Directions for this task>
Please pull out every line below that contains the string "dirt", copying each one in full. Case counts.

Items stored from a collection>
::::::::::

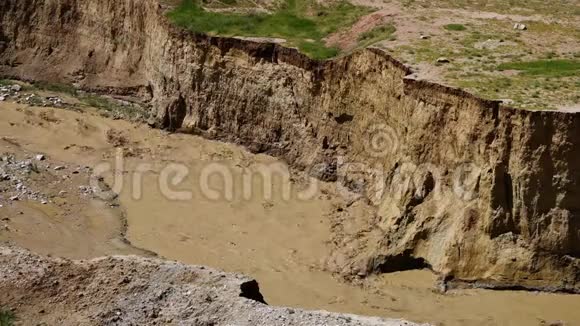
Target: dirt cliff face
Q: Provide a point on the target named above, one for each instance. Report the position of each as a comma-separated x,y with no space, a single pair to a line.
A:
481,193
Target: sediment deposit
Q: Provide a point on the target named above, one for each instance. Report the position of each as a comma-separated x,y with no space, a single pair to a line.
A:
478,192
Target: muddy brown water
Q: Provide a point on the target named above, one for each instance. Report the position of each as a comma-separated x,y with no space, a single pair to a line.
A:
280,242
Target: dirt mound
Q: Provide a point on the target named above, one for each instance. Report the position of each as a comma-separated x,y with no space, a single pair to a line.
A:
128,290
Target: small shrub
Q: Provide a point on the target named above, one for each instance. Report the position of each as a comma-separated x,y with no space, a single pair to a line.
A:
455,27
7,317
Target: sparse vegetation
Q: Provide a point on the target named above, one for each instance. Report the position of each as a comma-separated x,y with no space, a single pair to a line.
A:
7,317
302,23
377,34
455,27
553,68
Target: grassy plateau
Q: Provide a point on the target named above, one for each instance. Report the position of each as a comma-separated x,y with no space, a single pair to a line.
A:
303,23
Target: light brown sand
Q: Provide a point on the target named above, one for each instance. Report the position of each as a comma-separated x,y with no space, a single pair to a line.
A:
280,243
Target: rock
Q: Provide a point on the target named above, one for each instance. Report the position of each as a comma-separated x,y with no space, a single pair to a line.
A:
234,299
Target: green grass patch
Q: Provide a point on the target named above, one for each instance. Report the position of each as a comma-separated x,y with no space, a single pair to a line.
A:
377,34
7,317
455,27
303,23
55,87
552,68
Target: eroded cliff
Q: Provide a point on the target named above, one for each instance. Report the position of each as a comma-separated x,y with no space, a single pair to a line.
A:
478,192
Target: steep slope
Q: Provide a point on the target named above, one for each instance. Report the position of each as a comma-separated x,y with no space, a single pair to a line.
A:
478,192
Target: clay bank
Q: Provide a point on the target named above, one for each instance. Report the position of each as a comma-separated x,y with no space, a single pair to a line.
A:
514,225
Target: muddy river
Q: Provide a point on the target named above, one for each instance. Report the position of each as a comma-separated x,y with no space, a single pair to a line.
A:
213,216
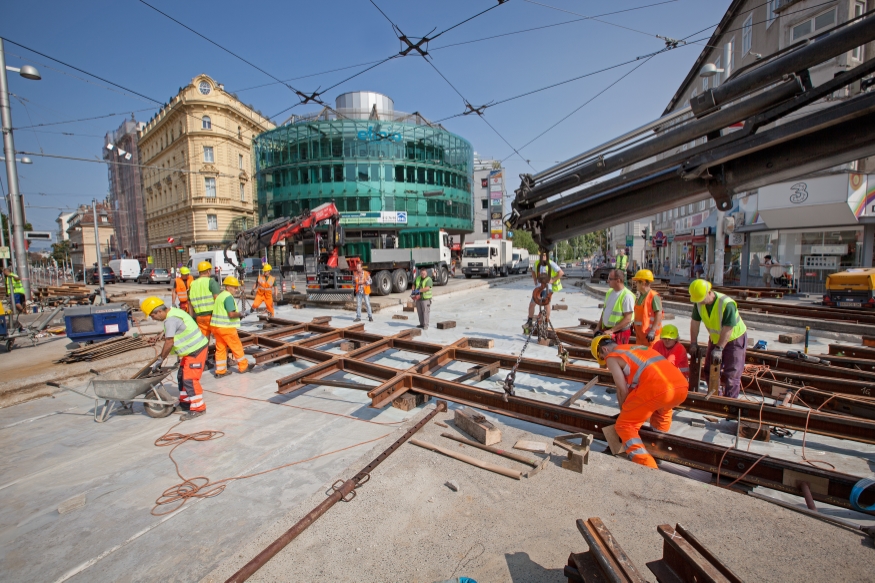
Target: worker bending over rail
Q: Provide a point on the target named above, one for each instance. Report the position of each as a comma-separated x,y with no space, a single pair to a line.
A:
183,338
727,334
648,387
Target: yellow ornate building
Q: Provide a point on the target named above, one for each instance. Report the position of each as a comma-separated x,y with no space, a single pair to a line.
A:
197,171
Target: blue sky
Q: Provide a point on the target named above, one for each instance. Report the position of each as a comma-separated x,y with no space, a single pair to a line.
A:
128,43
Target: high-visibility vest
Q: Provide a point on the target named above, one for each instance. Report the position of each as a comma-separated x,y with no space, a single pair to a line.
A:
645,318
677,355
713,321
361,283
182,286
648,368
617,309
13,285
266,283
420,283
221,319
556,286
189,340
200,296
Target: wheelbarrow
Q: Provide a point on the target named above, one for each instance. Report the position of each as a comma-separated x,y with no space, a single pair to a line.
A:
124,393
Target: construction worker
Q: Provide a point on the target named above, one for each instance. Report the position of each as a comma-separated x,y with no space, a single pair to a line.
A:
672,350
545,269
648,387
727,334
180,292
264,288
183,338
362,292
616,318
224,324
422,296
202,296
648,309
14,290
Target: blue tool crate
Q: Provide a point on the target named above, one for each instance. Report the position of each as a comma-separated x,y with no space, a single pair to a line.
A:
95,323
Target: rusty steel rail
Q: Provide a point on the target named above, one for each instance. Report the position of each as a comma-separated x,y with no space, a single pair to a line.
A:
344,491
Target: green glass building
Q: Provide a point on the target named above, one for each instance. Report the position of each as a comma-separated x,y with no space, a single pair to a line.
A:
389,173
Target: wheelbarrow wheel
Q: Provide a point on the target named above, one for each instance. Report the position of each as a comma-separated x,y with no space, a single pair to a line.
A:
158,411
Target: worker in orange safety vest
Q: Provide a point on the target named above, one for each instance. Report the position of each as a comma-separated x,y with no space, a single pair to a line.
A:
648,387
263,289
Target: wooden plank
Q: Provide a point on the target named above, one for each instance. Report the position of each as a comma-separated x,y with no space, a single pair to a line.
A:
476,425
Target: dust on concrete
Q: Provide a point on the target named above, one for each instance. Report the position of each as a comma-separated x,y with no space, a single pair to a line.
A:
407,525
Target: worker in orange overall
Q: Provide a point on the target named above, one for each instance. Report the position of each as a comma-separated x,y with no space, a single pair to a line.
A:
648,387
673,351
648,310
264,289
183,284
223,325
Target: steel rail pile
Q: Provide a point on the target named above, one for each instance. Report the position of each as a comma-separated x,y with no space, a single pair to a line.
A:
751,469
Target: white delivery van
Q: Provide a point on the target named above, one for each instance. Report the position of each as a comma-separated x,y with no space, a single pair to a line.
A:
221,267
125,269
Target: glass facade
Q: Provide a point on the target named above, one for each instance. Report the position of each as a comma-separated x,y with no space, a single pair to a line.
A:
377,172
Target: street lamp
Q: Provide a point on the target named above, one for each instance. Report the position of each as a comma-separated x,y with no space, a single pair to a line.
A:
16,205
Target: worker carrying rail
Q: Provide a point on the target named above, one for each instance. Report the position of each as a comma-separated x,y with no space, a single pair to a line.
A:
727,334
648,309
183,338
180,290
264,288
648,387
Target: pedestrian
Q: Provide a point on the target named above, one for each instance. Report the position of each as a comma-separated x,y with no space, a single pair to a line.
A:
182,337
648,309
422,296
223,325
670,347
362,279
648,388
727,334
617,315
202,296
548,271
180,291
264,288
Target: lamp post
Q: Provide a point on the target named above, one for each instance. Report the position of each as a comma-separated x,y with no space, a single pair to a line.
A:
16,206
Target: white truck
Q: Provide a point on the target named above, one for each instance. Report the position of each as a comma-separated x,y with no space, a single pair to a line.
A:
520,260
488,258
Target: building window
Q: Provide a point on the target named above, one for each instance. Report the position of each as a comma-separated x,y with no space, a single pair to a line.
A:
816,24
747,34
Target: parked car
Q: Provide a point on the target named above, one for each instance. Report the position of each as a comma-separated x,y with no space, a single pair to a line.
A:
154,275
108,276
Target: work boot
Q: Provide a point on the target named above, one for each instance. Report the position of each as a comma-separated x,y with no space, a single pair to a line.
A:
191,415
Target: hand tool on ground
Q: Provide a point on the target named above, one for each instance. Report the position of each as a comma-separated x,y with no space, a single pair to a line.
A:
537,464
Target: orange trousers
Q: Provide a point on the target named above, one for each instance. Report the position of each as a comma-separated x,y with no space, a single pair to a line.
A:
263,296
203,322
226,338
643,403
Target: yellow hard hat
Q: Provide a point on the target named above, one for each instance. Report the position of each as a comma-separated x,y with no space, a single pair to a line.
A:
149,304
669,331
643,275
594,347
699,289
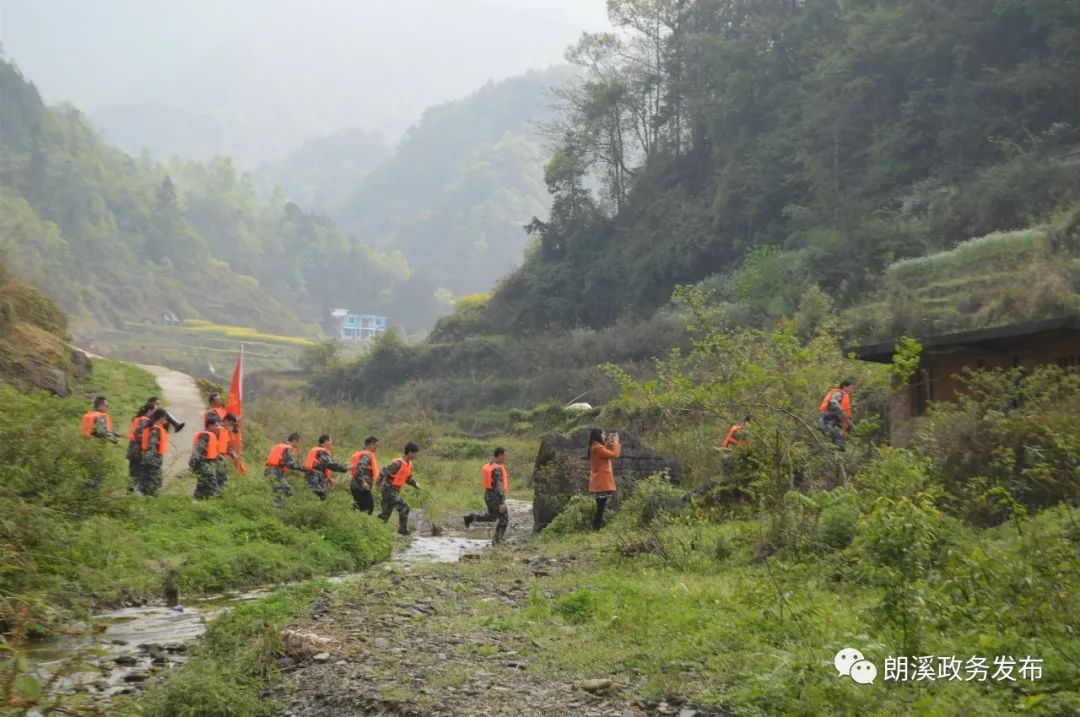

::::::::::

Problem solution>
Target: dirt cliff face
Target: dirt mound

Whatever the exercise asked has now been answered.